» **SUPPLIED PASSAGE**:
◆ ◆ ◆

Although the June 16, 1976, Soweto uprising against Afrikaans language education in the schools was the iconic moment of township protest, the nationwide mass uprisings from 1984 to 1986 and from 1989 to 1993 finally gave rise to South Africa’s democracy, born in 1994. The apartheid-era black councilors chosen by white provincial authorities, especially between 1983 and 1994, were universally considered puppet collaborators, and many were forced to resign by anti-apartheid activists. At the same time, late-apartheid policymakers turned to the World Bank and the pro-business Urban Foundation for central advice on privatization of urban-housing stock and services. Public-housing construction ground to a halt by the early 1980s in black townships.

Even after apartheid was overthrown, however, restrictive macroeconomic conditions and neoliberal microeconomic policies meant that living conditions remained uncomfortable in most black townships. Statistics South Africa released a report in October 2002 confirming that in real terms, the average black household income declined 19 percent from 1995 to 2000 while white household income increased 15 percent. The official measure of unemployment rose from 16 percent in 1995 to 31.5 percent in 2002. Add to that figure frustrated job seekers, and the percentage of unemployed people rose to 43 percent. Moreover, at least 10 million people had their water disconnected for nonpayment, and a similar number experienced disconnection for not paying electricity bills.

The first post-apartheid housing minister, Joe Slovo (1926-1995), adopted World Bank advice that included smaller housing subsidies than were necessary and more reliance upon banks for credit. The policy was to give developers $2,000 per unit, leaving scant funds for good building materials, sound construction, and full services. Ironically, due to such neoliberal policies, the new township housing provided by the government in the early 2000s was half as large and constructed with flimsier materials than during apartheid, was located even farther from jobs and community amenities, and had lower-grade state services, including rare rubbish collection, inhumane sanitation, dirt roads, and inadequate storm-water drainage.

By the early 2000s, there were more protests per person in South Africa than in any other country: more than 5,800 counted in one year by police, mostly in the townships. A new set of urban social movements arose in Durban, Johannesburg, and Cape Town that were reminiscent of the civic associations of the 1980s and 1990s.

◆ ◆ ◆

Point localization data
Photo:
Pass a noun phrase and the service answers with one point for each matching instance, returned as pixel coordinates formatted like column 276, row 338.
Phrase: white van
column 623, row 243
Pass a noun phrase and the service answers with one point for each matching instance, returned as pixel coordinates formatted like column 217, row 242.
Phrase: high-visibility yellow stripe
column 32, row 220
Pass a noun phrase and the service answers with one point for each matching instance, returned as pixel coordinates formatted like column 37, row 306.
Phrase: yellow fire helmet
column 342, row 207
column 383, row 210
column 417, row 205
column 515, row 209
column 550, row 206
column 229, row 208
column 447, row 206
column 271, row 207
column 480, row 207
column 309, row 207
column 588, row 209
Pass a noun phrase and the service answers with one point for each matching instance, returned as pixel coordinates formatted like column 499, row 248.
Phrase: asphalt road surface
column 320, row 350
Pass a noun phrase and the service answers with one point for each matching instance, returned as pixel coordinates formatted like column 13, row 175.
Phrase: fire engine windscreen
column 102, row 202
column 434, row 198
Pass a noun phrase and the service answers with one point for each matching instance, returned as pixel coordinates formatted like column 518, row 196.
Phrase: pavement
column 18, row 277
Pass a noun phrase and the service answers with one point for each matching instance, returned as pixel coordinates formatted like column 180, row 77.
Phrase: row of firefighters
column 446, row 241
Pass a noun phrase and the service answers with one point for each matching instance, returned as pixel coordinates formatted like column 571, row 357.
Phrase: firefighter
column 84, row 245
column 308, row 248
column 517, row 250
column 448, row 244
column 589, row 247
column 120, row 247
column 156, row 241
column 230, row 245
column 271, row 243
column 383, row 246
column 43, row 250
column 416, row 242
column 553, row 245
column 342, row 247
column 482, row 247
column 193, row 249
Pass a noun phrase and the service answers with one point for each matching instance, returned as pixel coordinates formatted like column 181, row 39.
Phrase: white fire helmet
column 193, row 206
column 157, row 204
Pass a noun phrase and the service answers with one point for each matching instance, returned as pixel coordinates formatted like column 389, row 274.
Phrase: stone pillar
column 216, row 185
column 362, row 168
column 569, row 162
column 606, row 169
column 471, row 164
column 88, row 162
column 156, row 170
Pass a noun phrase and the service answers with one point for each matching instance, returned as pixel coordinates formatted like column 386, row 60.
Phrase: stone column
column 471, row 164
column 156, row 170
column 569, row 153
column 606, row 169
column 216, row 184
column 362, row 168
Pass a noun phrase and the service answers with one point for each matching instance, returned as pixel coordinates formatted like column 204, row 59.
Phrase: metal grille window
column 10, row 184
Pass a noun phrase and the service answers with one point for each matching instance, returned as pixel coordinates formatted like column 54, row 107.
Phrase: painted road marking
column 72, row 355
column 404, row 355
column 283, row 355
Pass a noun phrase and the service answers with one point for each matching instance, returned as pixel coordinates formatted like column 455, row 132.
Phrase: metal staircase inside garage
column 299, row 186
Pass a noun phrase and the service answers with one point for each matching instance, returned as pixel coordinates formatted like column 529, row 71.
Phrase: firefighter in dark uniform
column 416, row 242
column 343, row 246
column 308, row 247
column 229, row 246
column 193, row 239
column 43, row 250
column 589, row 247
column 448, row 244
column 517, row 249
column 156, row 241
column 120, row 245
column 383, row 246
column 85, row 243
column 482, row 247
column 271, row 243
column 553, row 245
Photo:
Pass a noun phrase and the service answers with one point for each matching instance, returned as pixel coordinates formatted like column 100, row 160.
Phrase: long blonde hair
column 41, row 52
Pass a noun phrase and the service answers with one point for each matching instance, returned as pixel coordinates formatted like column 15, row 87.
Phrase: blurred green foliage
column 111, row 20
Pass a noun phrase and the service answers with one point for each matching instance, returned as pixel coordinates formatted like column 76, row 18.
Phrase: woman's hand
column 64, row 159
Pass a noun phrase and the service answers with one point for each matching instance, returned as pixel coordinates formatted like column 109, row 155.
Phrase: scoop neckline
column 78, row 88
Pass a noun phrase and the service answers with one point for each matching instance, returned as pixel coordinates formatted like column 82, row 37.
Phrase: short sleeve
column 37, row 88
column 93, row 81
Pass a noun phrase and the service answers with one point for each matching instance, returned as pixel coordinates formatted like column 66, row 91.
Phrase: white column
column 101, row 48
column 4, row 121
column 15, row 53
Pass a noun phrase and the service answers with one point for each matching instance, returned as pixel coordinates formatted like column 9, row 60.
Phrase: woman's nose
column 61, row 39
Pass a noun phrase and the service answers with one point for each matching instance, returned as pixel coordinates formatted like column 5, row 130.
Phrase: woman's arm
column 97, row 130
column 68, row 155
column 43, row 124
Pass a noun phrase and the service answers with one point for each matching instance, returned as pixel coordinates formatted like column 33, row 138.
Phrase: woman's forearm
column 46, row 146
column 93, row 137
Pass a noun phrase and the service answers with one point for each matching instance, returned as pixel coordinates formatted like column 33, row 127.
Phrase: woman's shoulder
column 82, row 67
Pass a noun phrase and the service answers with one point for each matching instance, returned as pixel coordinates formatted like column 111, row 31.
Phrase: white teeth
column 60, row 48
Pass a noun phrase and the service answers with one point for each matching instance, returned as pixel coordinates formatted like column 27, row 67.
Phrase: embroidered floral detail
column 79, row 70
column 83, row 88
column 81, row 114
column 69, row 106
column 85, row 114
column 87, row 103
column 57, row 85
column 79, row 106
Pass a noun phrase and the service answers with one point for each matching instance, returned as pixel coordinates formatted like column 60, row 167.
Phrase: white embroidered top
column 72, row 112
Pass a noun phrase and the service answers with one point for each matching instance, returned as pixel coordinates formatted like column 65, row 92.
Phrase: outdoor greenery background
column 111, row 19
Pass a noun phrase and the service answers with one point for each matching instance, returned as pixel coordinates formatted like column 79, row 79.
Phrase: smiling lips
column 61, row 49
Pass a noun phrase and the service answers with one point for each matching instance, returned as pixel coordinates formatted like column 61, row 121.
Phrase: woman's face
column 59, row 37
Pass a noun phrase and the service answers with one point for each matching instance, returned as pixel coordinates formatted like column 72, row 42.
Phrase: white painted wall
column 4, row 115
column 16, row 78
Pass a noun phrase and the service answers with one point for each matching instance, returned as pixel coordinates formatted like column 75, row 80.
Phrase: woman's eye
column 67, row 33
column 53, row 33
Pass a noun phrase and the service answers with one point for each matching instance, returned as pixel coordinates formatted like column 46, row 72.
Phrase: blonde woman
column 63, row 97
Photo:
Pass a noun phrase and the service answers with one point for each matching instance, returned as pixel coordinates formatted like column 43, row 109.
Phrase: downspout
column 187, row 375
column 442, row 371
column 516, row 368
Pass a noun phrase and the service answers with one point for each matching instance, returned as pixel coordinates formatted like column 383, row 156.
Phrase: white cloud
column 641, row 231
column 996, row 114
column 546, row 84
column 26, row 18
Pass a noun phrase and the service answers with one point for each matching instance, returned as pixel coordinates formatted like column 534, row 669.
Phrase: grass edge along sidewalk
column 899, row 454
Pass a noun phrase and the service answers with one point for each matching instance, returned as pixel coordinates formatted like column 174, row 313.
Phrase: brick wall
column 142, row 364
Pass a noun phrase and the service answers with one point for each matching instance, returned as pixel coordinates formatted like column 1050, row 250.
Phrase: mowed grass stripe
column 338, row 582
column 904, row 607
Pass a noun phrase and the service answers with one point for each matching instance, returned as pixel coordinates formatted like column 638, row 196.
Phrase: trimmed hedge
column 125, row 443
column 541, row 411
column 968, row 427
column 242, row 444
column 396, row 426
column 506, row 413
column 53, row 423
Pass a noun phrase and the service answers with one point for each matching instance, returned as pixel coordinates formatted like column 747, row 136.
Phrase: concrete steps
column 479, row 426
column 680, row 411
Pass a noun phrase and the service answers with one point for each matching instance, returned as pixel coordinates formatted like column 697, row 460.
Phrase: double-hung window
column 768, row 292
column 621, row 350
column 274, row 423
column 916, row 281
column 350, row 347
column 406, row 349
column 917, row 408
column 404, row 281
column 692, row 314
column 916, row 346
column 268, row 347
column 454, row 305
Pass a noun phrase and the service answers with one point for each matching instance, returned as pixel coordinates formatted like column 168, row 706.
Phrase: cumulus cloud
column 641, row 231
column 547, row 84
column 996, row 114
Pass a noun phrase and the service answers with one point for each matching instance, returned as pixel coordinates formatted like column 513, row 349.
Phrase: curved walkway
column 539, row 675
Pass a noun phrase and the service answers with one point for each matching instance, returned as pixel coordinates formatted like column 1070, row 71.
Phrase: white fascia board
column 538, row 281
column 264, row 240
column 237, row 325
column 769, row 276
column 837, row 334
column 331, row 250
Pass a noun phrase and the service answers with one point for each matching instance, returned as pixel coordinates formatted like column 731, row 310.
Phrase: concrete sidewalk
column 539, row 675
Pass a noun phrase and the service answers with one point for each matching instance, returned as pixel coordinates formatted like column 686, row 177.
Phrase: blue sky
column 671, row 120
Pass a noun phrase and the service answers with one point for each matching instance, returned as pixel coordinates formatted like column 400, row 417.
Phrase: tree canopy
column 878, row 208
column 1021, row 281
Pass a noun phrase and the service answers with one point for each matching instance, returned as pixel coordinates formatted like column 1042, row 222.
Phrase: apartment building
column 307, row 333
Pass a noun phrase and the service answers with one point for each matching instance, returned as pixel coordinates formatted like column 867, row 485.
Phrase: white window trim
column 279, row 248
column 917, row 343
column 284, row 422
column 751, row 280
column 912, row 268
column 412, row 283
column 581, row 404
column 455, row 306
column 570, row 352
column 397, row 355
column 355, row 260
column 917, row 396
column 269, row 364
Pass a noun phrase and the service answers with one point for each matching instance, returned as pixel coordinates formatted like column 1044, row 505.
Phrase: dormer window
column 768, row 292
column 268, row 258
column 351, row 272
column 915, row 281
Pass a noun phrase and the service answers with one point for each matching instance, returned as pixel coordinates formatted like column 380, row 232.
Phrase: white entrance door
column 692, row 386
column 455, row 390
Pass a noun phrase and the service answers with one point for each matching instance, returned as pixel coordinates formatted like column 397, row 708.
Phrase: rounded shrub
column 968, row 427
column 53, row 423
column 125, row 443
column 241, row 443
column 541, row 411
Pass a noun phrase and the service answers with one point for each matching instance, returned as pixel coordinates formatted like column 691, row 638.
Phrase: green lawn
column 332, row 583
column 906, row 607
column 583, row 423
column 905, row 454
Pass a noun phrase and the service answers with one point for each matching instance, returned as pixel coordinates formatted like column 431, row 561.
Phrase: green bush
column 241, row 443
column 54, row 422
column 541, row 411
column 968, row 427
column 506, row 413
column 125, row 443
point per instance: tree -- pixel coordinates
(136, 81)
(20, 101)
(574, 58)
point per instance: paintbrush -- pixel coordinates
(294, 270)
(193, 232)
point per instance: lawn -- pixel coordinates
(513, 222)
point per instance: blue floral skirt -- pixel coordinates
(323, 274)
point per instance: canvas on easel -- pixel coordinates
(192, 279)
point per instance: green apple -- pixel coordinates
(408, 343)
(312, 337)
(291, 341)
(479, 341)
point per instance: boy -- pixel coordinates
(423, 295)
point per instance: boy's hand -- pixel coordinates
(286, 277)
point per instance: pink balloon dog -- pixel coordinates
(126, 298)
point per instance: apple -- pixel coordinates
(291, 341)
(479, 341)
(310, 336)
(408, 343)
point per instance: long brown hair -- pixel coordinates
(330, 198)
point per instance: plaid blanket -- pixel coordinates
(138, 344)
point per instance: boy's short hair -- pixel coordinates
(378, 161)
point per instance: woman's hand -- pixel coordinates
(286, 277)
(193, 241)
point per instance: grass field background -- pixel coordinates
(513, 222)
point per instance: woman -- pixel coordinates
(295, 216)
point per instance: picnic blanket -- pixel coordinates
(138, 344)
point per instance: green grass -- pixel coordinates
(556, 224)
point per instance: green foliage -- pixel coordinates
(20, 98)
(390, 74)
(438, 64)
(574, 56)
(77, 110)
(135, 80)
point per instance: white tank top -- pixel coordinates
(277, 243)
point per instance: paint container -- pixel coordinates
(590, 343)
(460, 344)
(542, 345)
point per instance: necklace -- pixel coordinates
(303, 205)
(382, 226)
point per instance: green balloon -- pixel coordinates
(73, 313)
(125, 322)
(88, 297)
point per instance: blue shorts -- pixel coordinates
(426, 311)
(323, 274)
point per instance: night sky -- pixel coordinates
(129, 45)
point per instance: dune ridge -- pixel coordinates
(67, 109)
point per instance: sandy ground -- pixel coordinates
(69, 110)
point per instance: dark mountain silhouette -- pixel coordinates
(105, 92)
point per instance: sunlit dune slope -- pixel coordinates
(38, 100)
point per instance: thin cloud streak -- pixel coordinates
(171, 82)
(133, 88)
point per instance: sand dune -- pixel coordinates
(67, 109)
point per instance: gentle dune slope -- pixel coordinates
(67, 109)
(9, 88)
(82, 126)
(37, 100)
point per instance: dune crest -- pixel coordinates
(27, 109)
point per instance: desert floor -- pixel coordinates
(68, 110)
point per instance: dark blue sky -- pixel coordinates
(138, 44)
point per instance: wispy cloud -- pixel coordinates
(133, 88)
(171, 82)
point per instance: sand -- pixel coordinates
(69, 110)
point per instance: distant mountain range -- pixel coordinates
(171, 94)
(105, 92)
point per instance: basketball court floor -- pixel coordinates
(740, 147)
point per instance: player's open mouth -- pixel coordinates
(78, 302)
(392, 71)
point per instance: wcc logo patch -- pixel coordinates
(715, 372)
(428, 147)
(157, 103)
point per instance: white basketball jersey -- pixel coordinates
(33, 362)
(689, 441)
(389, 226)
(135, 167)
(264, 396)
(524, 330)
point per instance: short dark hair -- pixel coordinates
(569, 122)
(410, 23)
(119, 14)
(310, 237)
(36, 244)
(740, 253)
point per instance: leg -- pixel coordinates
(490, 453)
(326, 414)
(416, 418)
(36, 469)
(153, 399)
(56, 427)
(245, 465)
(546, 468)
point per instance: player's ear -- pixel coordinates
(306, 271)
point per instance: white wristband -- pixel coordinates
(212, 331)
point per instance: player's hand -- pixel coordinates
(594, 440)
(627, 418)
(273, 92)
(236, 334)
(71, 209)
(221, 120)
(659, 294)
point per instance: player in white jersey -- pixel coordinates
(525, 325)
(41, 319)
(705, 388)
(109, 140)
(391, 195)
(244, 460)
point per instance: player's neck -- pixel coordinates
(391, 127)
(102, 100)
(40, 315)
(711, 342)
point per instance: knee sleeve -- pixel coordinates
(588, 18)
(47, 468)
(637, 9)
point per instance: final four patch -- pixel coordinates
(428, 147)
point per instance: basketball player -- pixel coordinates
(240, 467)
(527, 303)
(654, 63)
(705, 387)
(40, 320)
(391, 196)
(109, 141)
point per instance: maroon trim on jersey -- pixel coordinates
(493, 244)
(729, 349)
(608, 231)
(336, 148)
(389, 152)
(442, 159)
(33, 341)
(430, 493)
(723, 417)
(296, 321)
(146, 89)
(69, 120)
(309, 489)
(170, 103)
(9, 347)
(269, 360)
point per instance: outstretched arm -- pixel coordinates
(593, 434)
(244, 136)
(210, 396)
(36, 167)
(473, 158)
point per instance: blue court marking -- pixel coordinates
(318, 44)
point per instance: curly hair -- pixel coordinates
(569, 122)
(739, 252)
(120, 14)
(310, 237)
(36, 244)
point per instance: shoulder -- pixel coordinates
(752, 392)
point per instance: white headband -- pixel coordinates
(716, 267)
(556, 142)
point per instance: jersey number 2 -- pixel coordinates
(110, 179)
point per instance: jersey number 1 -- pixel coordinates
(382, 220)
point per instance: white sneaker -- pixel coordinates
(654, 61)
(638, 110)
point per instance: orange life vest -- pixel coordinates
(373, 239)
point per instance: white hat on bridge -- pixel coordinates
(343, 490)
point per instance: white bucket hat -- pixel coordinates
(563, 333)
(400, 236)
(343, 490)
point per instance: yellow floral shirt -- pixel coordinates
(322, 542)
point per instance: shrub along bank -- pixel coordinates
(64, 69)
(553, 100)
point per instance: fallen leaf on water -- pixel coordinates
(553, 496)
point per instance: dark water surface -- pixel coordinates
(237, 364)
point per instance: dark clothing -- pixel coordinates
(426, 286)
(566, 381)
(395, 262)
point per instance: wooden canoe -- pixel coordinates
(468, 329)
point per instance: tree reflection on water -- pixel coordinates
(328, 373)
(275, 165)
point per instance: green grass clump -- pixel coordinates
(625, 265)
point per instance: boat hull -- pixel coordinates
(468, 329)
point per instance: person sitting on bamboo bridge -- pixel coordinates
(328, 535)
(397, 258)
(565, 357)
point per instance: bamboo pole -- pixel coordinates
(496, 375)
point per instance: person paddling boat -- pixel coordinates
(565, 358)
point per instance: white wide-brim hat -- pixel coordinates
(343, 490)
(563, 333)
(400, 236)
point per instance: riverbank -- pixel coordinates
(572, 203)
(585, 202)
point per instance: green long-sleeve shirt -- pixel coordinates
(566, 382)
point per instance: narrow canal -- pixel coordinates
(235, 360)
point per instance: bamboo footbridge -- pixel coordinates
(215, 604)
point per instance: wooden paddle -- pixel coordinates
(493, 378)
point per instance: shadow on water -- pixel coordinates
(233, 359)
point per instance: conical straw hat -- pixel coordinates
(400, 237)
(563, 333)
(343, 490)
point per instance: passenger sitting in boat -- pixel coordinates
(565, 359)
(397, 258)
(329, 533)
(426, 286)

◆ ◆ ◆

» **EXERCISE SET**:
1. Answer these questions from the text on South African townships:
(a) According to the Statistics South Africa report released in October 2002, by what percentage did average black household income decline in real terms from 1995 to 2000?
(b) How much money per unit did the post-apartheid housing policy give developers?
(c) How many protests did police count in one year by the early 2000s?
2. Carry on writing the text on South African townships, starting after its final sentence.

» **RESULTS BY TASK**:
1.
(a) 19 percent
(b) $2,000
(c) More than 5,800

2.
Bibliography:

  1. Bond, Patrick. 2000. Cities of Gold, Townships of Coal: Essays on South Africa’s New Urban Crisis. Trenton, NJ: Africa World Press.
  2. Bozzoli, Belinda. 1983. Marxism, Feminism and South African Studies. Journal of Southern African Studies 9 (2): 139–171.
  3. Castells, Manuel. 1983. The City and the Grassroots: A Cross-Cultural Theory of Urban Social Movements. Berkeley: University of California Press.
  4. Foucault, Michel. 1979. Discipline and Punish: The Birth of the Prison. Trans. Alan Sheridan. New York: Vintage.
  5. Harvey, David. 1985. The Urbanization of Capital: Studies in the History and Theory of Capitalist Urbanization. Baltimore, MD: Johns Hopkins University Press.
  6. Mayekiso, Mzwanele. 1996. Township Politics: Civic Struggles for a New South Africa. New York: Monthly Review Press.
  7. McCarthy, Jeffrey J., and Daniel P. Smit. 1984. South African City: Theory in Analysis and Planning. Cape Town, South Africa: Juta.
  8. Robinson, Jennifer. 1995. The Power of Apartheid. Oxford and Boston: Butterworth-Heinemann.
  9. Urban Foundation. 1990. Regional Development Reconsidered. Policies for a New Urban Future Series, no. 3. Johannesburg, South Africa: Urban Foundation and the Private Sector Council.
  10. Van Onselen, Charles. 1976. Chibaro: African Mine Labour in Southern Rhodesia, 1900–1933. London: Pluto.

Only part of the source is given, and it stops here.